## Extract provided:
Cool. I have always generally been a fan of Yamaha too, but don't see their pro amps mentioned much in the HT forums.


----------



## B- one (Jan 13, 2013)

willis7469 said:


> Brandon, there are 5 listed on fleabay right now. 200 ea. just in case you need more. Just sayin


I don't want anymore they wouldn't be as nice as the ones I found! Now a new sub or two maybe happening in the future!!:devil: we never usally crank the system to much as it's just to loud our space is roughly 12 by 16 so it's pretty easy to make it uncomfortable or as I like to call it time to go home for guests who can't handle it.:gulp: So I admit I can't really notice a difference, like klipsch are hard speakers to drive.


----------



## TheHills44060 (May 15, 2014)

Big fan of the Adcom. Very reliable, sounds good and can really be abused without falling apart. The pro amp route may be interesting especially for the price savings but I think you'd have to experiment around with some different options to see what you like.

I wouldn't touch an Emotiva with a 10 foot pole. You'd much better off sticking with the Onkyyo at that point.


----------



## willis7469 (Jan 31, 2014)

B- one said:


> I don't want anymore they wouldn't be as nice as the ones I found! Now a new sub or two maybe happening in the future!!:devil: we never usally crank the system to much as it's just to loud our space is roughly 12 by 16 so it's pretty easy to make it uncomfortable or as I like to call it time to go home for guests who can't handle it.:gulp: So I admit I can't really notice a difference, like klipsch are hard speakers to drive.


 sounds like in your case a sub would be a better investment. I just thought it was funny, I did a search, and found a set of 5 right away.


----------



## willis7469 (Jan 31, 2014)

TheHills44060 said:


> Big fan of the Adcom. Very reliable, sounds good and can really be abused without falling apart.
> I wouldn't touch an Emotiva with a 10 foot pole. You'd much better off sticking with the Onkyyo at that point.


 I've seen lots of good press for the adcom, and bench performance looked great. I've also seen others say run from emotiva. Wondering your thoughts on that.


----------



## NBPk402 (Feb 21, 2012)

willis7469 said:


> I've seen lots of good press for the adcom, and bench performance looked great. I've also seen others say run from emotiva. Wondering your thoughts on that.


I used to have Adcom years ago and i thought it was very well built for the money and would recommend it to anyone looking for a good inexpensive amp. :T


----------



## Peter Loeser (Aug 11, 2012)

willis7469 said:


> I've seen lots of good press for the adcom, and bench performance looked great. I've also seen others say run from emotiva. Wondering your thoughts on that.


While I realize there are lots of Emotiva fanboys out there I have yet to see more than a few isolated negative reviews regarding their amps. I know they've had some issues with their processors. I owned a USP-1 for a while and didn't fall in love with it, but their amps seem like the real deal based on almost everything I've read.


----------



## Talley (Dec 8, 2010)

I'll sell you my Krell......


----------



## willis7469 (Jan 31, 2014)

Thanks Ron, it's still on my list. I've checked out your Yamaha's too.

## Your task:
In the amplifier thread, which Emotiva product does Peter Loeser say he owned? The listing is separate material, unrelated to the amplifier thread.

## Entries provided:
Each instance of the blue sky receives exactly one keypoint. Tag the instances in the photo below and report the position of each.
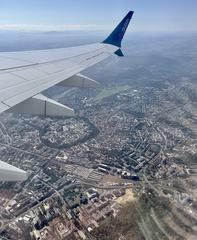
(150, 15)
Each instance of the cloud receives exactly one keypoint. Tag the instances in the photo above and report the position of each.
(40, 27)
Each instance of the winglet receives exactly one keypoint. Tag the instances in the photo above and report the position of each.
(115, 38)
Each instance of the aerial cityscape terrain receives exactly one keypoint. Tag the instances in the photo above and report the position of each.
(125, 166)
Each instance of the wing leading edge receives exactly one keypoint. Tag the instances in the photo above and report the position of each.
(24, 75)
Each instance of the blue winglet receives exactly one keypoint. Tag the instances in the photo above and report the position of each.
(115, 38)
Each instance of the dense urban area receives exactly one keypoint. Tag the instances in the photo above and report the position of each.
(124, 168)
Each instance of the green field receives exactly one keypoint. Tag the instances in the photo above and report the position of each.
(107, 92)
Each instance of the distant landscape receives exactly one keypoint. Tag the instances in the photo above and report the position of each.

## Solution to this exercise:
A USP-1.